▶ PASSAGE TO READ

begin

# Last 500 rides or last 500 rated rides



## Digip (Feb 8, 2016)

Which is it? Which trips go in to computing our ratings?


----------



## Agent99 (Nov 4, 2015)

Last 500 rated rides.


----------



## Disgusted Driver (Jan 9, 2015)

According to partners site, last 500 rides:

"Your account's rating is based on the average of ratings provided for your last 500 completed trips."


----------



## Coachman (Sep 22, 2015)

Really, what possible difference does it make?


----------



## nickd8775 (Jul 12, 2015)

You could get a 1 star and 499 rides with no rating.


----------



## kes1981 (Apr 6, 2016)

It can make a huge difference, it's basic math


----------



## Bill Collector (Dec 17, 2015)

I've got 600+ rated trips with 4.90 rating. Around 200 have not rated. If all of them rate one star, then my rating would fall below 4.0 because all my five stars would be pushed away by new one stars. Bottomline, I've to maintain 450 five stars out of 500 trips to get rating value between 4.9 and 4.6. It is all about math!


----------



## wk1102 (Dec 25, 2015)

Digip said:


> Which is it? Which trips go in to computing our ratings?


It's rides, not only that but canceles count toward that 500 too.

I don't know if all cancels do or what. I know a while ago the cancels used to show up on our dashboard as a trip then they took them out about 2 monthso ago maybe 3. I suspect they still go towards the total, this would explain why some people think they are getting rated on a cancel.

They cancel, a five star trip falls off, and isn't replaced the average will drop a bit. Especially if that person has a lot of cancels. If they have a total of 320 trips, 200 of them rated and 180 cancels and a 4.75 rating. 320+180=500 trips.

end

▶ PROBLEM
Rewrite the stretch of the ratings thread from "It's rides, not" through "on a cancel.", renaming "dashboard" to "home screen".

▶ DATA LINES
begin

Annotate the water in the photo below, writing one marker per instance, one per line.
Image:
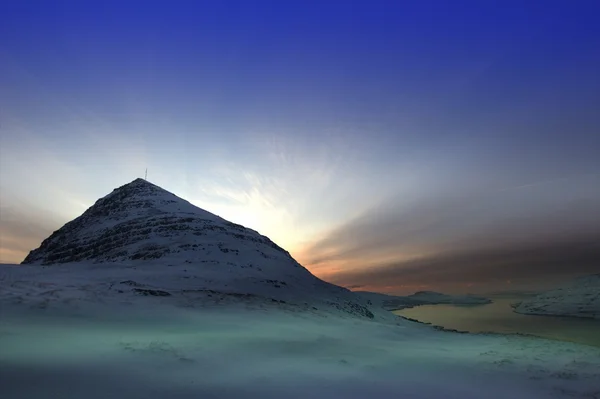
(499, 317)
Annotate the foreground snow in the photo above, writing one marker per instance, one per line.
(80, 339)
(581, 298)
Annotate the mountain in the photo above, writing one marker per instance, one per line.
(580, 298)
(141, 240)
(394, 302)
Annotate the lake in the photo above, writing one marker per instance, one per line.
(499, 317)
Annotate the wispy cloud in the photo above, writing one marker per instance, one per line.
(534, 230)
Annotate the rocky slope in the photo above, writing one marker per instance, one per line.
(142, 240)
(581, 298)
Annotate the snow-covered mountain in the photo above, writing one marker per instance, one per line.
(141, 240)
(581, 298)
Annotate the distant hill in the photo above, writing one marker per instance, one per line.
(580, 298)
(393, 302)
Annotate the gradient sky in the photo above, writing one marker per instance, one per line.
(388, 145)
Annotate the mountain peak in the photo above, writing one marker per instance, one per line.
(143, 237)
(136, 215)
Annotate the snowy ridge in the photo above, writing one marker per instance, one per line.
(394, 302)
(165, 246)
(581, 298)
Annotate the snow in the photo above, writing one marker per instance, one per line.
(580, 298)
(119, 303)
(77, 341)
(393, 302)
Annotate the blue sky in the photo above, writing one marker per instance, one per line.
(323, 125)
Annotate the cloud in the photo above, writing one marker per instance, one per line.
(538, 230)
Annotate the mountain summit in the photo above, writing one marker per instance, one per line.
(143, 240)
(141, 221)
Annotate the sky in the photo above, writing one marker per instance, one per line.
(390, 146)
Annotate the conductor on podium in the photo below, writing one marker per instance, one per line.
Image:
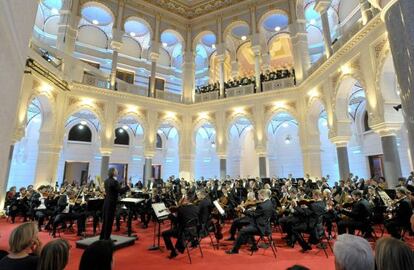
(112, 191)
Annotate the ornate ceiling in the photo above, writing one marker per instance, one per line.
(193, 8)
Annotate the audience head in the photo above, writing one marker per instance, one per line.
(102, 249)
(24, 239)
(264, 194)
(391, 253)
(356, 194)
(401, 192)
(54, 255)
(112, 172)
(353, 253)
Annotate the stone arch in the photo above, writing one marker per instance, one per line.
(141, 20)
(233, 24)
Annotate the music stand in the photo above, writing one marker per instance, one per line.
(161, 214)
(131, 204)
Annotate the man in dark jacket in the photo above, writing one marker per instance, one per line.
(112, 191)
(260, 224)
(359, 216)
(403, 212)
(186, 213)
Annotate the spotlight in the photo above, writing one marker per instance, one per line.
(398, 107)
(288, 140)
(54, 11)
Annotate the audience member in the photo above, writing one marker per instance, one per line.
(353, 253)
(24, 247)
(391, 253)
(54, 255)
(102, 249)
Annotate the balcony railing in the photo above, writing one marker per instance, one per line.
(96, 81)
(168, 96)
(241, 90)
(278, 84)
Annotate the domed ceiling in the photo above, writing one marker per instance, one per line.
(193, 8)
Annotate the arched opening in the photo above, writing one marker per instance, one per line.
(283, 147)
(242, 159)
(80, 158)
(25, 153)
(167, 157)
(206, 159)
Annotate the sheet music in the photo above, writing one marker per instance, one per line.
(160, 210)
(219, 208)
(132, 200)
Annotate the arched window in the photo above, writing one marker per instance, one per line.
(366, 122)
(158, 144)
(121, 137)
(80, 133)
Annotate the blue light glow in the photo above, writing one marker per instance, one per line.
(53, 4)
(136, 27)
(92, 13)
(275, 20)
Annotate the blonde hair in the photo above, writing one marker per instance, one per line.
(23, 237)
(54, 255)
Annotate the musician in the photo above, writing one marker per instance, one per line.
(312, 215)
(240, 222)
(186, 212)
(260, 224)
(403, 212)
(359, 216)
(112, 191)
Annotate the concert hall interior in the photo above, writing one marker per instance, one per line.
(193, 134)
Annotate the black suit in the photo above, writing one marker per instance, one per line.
(112, 190)
(260, 225)
(360, 217)
(401, 220)
(185, 214)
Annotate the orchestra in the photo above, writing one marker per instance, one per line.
(251, 207)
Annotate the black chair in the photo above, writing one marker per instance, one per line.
(267, 239)
(191, 236)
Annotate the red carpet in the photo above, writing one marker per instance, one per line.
(138, 257)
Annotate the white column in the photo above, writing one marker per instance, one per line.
(234, 69)
(326, 34)
(15, 34)
(257, 52)
(188, 77)
(220, 59)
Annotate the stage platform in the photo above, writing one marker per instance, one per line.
(121, 241)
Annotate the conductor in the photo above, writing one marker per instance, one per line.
(112, 190)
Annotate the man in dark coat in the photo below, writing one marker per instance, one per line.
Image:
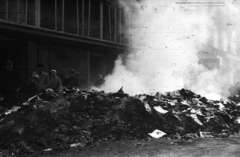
(10, 82)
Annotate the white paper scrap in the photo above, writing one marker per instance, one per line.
(157, 133)
(160, 109)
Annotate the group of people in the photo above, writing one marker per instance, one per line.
(40, 81)
(10, 83)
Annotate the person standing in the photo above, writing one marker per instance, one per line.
(33, 86)
(43, 78)
(55, 81)
(10, 83)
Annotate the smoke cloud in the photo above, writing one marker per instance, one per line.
(166, 41)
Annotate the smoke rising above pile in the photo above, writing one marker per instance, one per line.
(166, 41)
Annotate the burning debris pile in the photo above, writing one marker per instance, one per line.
(81, 118)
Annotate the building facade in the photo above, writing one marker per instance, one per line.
(86, 35)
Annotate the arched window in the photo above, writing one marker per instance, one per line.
(233, 42)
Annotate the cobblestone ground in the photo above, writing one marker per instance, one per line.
(226, 147)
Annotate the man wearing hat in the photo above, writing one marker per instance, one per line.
(55, 81)
(10, 83)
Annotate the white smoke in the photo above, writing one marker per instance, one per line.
(166, 41)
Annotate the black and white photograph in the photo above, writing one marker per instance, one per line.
(119, 78)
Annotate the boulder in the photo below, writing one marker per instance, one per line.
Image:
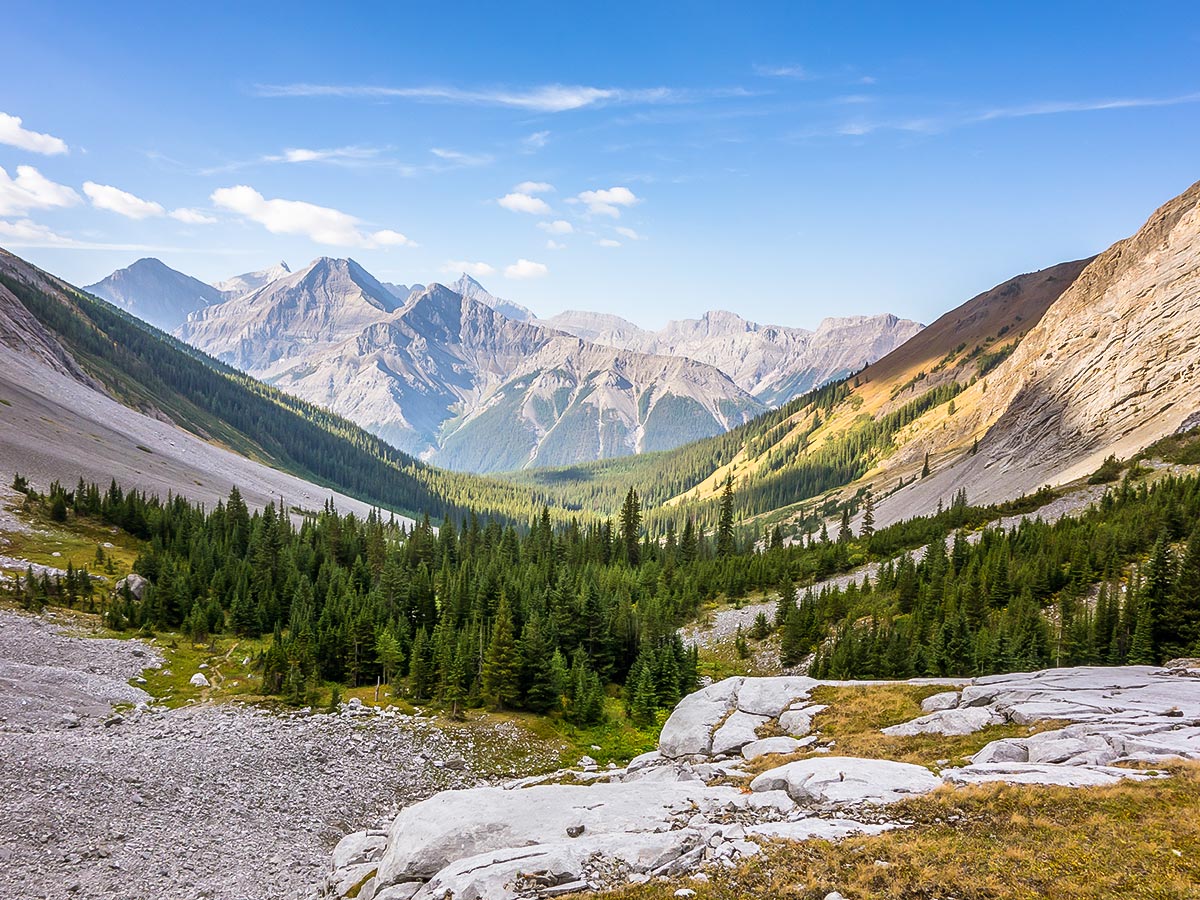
(451, 826)
(737, 731)
(1008, 750)
(359, 847)
(509, 874)
(798, 723)
(136, 583)
(948, 721)
(837, 780)
(811, 828)
(946, 700)
(689, 729)
(772, 696)
(772, 745)
(1023, 773)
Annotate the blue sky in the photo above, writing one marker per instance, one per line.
(652, 160)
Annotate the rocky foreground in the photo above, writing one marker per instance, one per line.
(684, 808)
(202, 802)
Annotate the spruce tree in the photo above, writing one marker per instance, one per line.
(502, 664)
(726, 545)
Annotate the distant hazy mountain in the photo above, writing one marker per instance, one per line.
(472, 289)
(459, 383)
(772, 363)
(156, 293)
(240, 285)
(292, 318)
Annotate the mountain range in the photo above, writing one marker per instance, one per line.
(469, 381)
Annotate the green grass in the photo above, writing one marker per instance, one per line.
(76, 543)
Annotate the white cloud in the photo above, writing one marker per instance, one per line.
(25, 233)
(31, 190)
(559, 226)
(321, 225)
(336, 155)
(477, 270)
(459, 157)
(525, 269)
(605, 203)
(120, 202)
(12, 133)
(519, 202)
(783, 72)
(192, 216)
(537, 141)
(543, 99)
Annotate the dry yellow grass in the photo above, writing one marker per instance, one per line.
(994, 843)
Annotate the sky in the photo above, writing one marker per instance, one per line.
(786, 161)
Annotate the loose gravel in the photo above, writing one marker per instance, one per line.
(216, 802)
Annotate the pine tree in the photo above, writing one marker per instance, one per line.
(645, 702)
(868, 528)
(726, 544)
(502, 664)
(630, 525)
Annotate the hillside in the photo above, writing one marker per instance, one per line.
(75, 367)
(834, 435)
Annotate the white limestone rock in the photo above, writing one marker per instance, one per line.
(772, 696)
(847, 780)
(689, 729)
(430, 835)
(771, 745)
(946, 700)
(948, 721)
(798, 723)
(737, 731)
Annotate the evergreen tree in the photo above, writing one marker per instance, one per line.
(502, 664)
(726, 545)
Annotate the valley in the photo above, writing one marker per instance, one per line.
(529, 453)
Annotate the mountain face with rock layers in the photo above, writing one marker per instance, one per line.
(1113, 366)
(456, 382)
(772, 363)
(245, 283)
(156, 293)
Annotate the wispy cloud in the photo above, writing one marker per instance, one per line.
(322, 225)
(31, 190)
(939, 124)
(526, 270)
(790, 71)
(461, 159)
(13, 133)
(535, 142)
(27, 233)
(541, 99)
(340, 155)
(521, 202)
(607, 202)
(477, 270)
(123, 203)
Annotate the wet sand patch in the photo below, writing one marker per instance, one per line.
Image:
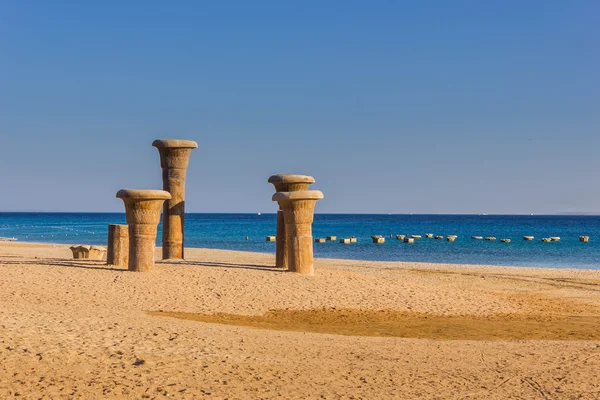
(389, 323)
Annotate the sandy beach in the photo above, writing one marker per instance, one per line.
(226, 324)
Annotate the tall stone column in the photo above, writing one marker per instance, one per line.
(298, 211)
(174, 159)
(142, 208)
(286, 183)
(118, 245)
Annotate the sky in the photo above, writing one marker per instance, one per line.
(392, 106)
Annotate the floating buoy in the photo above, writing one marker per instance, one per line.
(378, 239)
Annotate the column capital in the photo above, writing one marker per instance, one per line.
(143, 206)
(285, 197)
(174, 153)
(291, 182)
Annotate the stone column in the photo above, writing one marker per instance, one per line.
(117, 252)
(142, 209)
(298, 211)
(286, 183)
(174, 158)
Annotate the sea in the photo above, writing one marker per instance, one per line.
(229, 231)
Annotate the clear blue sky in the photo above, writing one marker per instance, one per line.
(393, 106)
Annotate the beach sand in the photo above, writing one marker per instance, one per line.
(226, 324)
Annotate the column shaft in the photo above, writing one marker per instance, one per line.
(118, 245)
(141, 247)
(300, 248)
(173, 213)
(281, 253)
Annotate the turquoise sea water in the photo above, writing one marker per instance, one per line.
(228, 231)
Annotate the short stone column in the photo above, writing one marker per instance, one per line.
(117, 252)
(174, 159)
(298, 211)
(286, 183)
(142, 208)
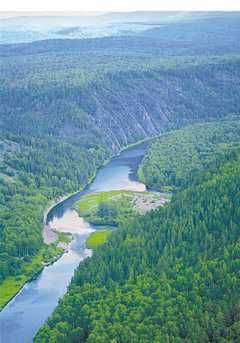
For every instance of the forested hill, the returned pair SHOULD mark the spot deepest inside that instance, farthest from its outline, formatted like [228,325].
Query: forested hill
[170,276]
[68,105]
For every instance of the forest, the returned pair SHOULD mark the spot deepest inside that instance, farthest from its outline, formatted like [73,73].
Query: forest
[67,106]
[169,276]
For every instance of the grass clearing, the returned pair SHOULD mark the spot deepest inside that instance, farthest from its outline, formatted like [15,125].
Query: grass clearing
[13,284]
[97,238]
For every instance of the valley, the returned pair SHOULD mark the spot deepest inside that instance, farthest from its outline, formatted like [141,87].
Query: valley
[103,240]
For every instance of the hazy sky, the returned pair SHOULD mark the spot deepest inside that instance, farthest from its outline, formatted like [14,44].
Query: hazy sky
[117,5]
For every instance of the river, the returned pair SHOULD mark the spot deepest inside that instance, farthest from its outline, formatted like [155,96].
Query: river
[29,309]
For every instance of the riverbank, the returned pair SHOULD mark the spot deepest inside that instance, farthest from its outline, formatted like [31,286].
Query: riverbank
[13,285]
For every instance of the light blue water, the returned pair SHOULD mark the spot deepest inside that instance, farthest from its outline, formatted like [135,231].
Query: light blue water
[28,310]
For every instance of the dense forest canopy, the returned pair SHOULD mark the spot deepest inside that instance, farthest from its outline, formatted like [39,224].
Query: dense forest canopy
[170,276]
[67,105]
[174,157]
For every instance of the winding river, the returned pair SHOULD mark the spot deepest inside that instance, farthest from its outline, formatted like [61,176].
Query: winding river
[29,309]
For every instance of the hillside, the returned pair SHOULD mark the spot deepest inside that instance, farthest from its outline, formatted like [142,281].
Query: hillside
[175,157]
[170,276]
[67,105]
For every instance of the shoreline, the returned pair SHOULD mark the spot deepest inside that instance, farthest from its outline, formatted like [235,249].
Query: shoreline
[56,202]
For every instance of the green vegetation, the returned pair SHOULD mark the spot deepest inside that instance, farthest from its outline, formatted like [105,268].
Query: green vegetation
[106,208]
[66,107]
[174,157]
[118,206]
[169,276]
[13,284]
[64,237]
[97,238]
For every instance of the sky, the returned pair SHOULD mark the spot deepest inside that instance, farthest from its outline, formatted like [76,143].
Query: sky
[115,5]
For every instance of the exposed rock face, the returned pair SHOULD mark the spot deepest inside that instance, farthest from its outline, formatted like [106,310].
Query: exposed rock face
[130,106]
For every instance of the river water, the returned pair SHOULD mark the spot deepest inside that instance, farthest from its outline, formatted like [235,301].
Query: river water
[29,309]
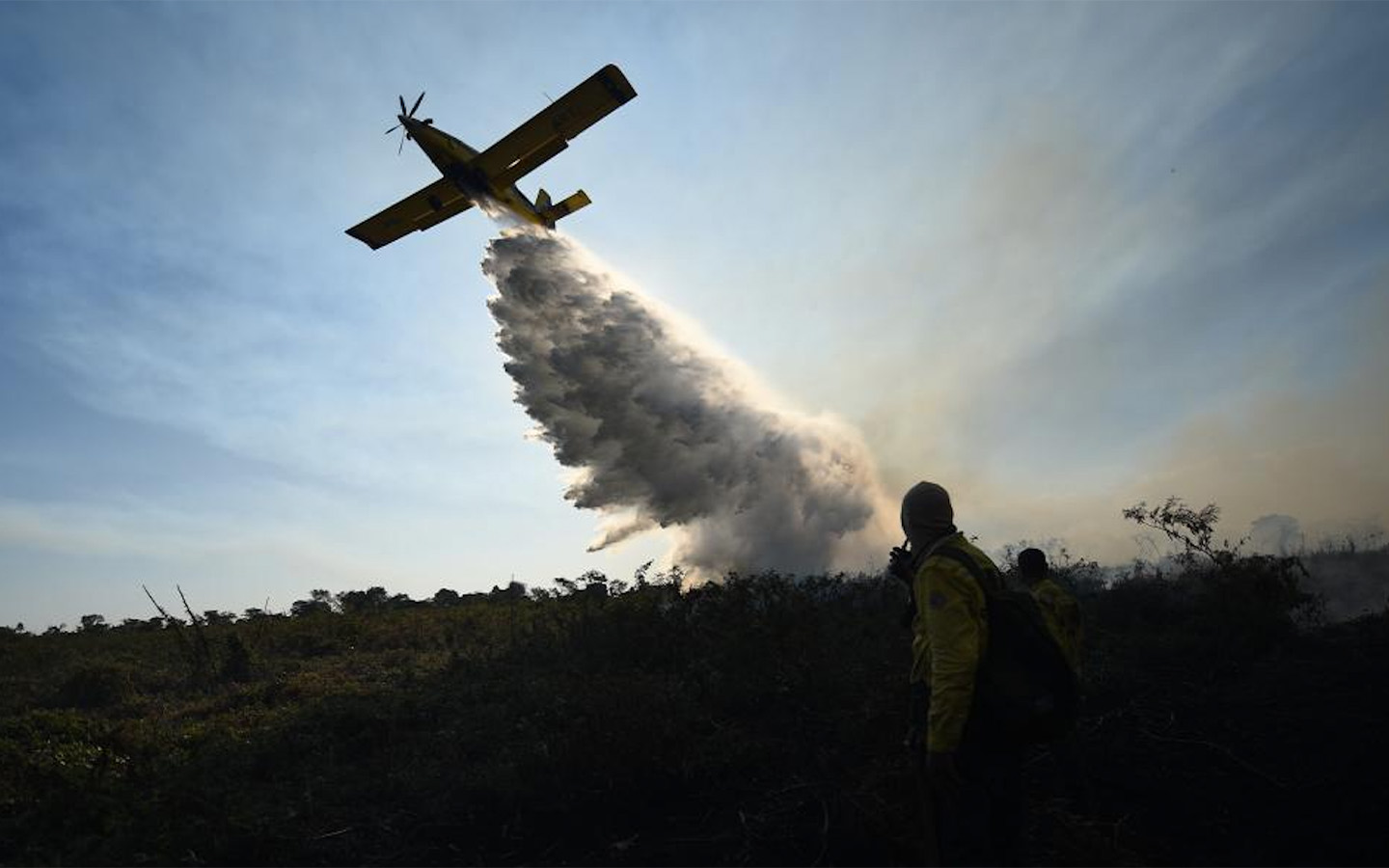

end

▶ TASK SOLUTION
It's rides, not only that but canceles count toward that 500 too.

I don't know if all cancels do or what. I know a while ago the cancels used to show up on our home screen as a trip then they took them out about 2 monthso ago maybe 3. I suspect they still go towards the total, this would explain why some people think they are getting rated on a cancel.